*** Records shown ***

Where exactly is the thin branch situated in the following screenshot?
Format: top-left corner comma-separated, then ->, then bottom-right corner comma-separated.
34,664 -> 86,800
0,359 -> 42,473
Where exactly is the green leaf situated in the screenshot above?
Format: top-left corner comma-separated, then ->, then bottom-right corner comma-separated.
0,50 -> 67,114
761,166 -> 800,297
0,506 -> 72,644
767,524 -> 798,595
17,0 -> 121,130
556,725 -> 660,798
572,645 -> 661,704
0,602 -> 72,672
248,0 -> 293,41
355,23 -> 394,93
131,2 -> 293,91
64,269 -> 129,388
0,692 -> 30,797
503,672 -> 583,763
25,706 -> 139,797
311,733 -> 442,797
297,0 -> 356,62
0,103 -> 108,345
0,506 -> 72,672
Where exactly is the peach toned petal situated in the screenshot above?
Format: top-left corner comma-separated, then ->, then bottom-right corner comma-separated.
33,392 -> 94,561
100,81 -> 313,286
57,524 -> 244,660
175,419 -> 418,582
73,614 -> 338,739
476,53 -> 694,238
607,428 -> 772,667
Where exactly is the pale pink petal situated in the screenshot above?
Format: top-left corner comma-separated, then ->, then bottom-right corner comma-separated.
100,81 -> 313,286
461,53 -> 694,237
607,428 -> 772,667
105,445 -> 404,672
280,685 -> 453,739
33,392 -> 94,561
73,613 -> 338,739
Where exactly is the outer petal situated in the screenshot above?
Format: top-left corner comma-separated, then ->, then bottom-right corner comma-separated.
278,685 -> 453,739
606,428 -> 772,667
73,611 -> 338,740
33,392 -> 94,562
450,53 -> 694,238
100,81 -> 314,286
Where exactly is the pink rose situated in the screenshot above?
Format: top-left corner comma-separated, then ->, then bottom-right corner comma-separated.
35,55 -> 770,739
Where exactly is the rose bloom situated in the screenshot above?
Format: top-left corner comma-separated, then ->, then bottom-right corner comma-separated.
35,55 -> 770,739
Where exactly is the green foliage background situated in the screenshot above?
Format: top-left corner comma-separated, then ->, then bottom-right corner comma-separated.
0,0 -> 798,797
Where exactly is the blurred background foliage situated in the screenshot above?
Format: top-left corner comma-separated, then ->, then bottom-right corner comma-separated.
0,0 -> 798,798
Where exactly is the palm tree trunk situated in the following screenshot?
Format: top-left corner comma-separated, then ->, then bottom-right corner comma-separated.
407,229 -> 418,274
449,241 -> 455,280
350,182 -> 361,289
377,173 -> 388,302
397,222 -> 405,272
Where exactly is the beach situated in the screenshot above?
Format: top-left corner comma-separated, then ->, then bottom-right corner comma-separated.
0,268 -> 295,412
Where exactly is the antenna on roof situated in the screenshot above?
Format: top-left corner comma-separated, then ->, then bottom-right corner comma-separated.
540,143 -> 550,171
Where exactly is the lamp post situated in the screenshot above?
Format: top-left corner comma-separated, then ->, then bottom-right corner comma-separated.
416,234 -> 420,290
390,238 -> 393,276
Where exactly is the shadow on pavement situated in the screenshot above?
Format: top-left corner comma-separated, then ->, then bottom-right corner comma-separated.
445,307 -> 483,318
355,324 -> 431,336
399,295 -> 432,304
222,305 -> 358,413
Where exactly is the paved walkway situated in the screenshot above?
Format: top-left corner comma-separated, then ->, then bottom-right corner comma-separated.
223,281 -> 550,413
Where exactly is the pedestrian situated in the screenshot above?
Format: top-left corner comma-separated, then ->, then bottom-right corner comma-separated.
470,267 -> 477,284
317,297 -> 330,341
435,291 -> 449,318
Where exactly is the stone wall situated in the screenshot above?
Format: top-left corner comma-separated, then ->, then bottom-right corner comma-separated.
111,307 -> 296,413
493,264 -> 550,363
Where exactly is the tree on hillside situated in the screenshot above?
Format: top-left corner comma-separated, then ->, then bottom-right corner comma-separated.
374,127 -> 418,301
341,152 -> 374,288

***

Instructions for the task
Copy every line of the records word for word.

Result of this exercise
Where exactly is the thin branch situated in the following screenshot?
Format: top-left corner comma-separated, then ->, then bottom-right corner comma-separated.
34,664 -> 86,800
0,359 -> 42,473
Where exactly is the green leaf situated in the screenshot above?
Format: top-left corner comma-separated, then ->, then bottom-right corner comma-separated.
0,50 -> 67,114
761,166 -> 800,297
0,506 -> 72,644
767,524 -> 798,595
17,0 -> 121,130
556,725 -> 660,798
572,645 -> 661,704
0,602 -> 72,672
248,0 -> 293,41
355,23 -> 394,93
131,2 -> 293,91
64,269 -> 129,388
0,692 -> 30,797
503,672 -> 583,763
25,706 -> 139,797
311,733 -> 442,797
297,0 -> 356,62
0,103 -> 108,345
0,506 -> 72,672
Where exactly is the peach toned petal situated in the screenshot above?
Format: top-left corner comma-separated, then ->, then bottom-right corner comma-separated.
33,392 -> 94,561
100,81 -> 313,286
57,524 -> 244,660
175,419 -> 418,582
73,614 -> 338,739
476,53 -> 694,238
607,428 -> 772,667
Where exactly is the pale pink petal situated in the screenshot above?
Format: top-left corner comma-separated, then ->, then bottom-right corner comma-separated.
100,81 -> 313,286
461,53 -> 694,237
607,428 -> 772,667
105,445 -> 404,672
280,685 -> 453,739
33,392 -> 94,561
73,613 -> 338,739
Where exactly is the outer petal situated in the screenshot above?
Format: top-left corner comma-separated, then ->, then bottom-right corner comma-separated.
278,685 -> 453,739
606,428 -> 772,667
73,611 -> 338,740
33,392 -> 94,562
450,53 -> 694,238
100,81 -> 314,286
Where exactly is the pink rose situated in the screenshot above?
Format: top-left corner comma-separated, then ->, then bottom-right corner comma-separated.
35,55 -> 770,739
Where exactly is the rose bloom situated in the screenshot above?
Format: top-left corner comma-separated, then ->, then bottom-right corner comma-separated.
35,55 -> 770,739
Where exactly is the green foliage background situated in the screenshot above?
Format: top-left corner comma-separated, then ->, then bottom-right corner comma-separated.
0,0 -> 798,797
Where exactly is the blurred background foliage situated in the screenshot above?
Format: top-left corner comma-separated, then ->, then bottom-right corner comma-separated.
0,0 -> 798,798
Where exactly is the palm tree trunk situated in the following screenshot?
Format: top-left corner comma-separated, then ->, then bottom-right corner comma-separated.
407,229 -> 418,274
449,241 -> 455,280
350,182 -> 361,289
377,173 -> 388,302
397,222 -> 405,272
Where exactly is the beach situated in the screenshot above?
Format: top-left corner comma-separated, then ->, then bottom-right corner comma-separated.
0,268 -> 295,412
Where exactly is the antenna on roof situated in the screenshot above?
Format: top-left corner comma-separated, then ->, then bottom-right corner comma-separated.
540,143 -> 550,171
Where exactly is the lamp post situated in the screenshot above?
Format: top-left corner comma-separated, then ->, then bottom-right corner comma-separated.
416,234 -> 420,290
390,238 -> 393,276
Where exactly is the shadow on pavement situated in the screenshot above?
Format: top-left corner comma-separated, then ->, then bottom-right corner comma-separated.
445,307 -> 483,318
355,324 -> 431,336
399,295 -> 432,304
222,305 -> 358,413
Where exactly is the paved walkway situated in the screenshot above?
Format: top-left corner comma-separated, then ->, then bottom-right corner comma-separated.
223,281 -> 550,413
Where exactly is the pedestrian situated in the screenshot above?
Format: top-left corner comma-separated, then ->, then bottom-right corner comma-separated.
470,267 -> 477,284
317,297 -> 330,341
435,291 -> 449,318
Where exactly is the stone wall situated in the screenshot above?
Format: top-left corner comma-separated, then ->, then bottom-right corner comma-separated.
111,307 -> 296,413
493,264 -> 550,363
Where exactly is the tree on hillside situated in the screenshot above?
Format: top-left corner comma-separated, then ->, then bottom-right corner comma-separated.
374,127 -> 418,301
341,152 -> 374,288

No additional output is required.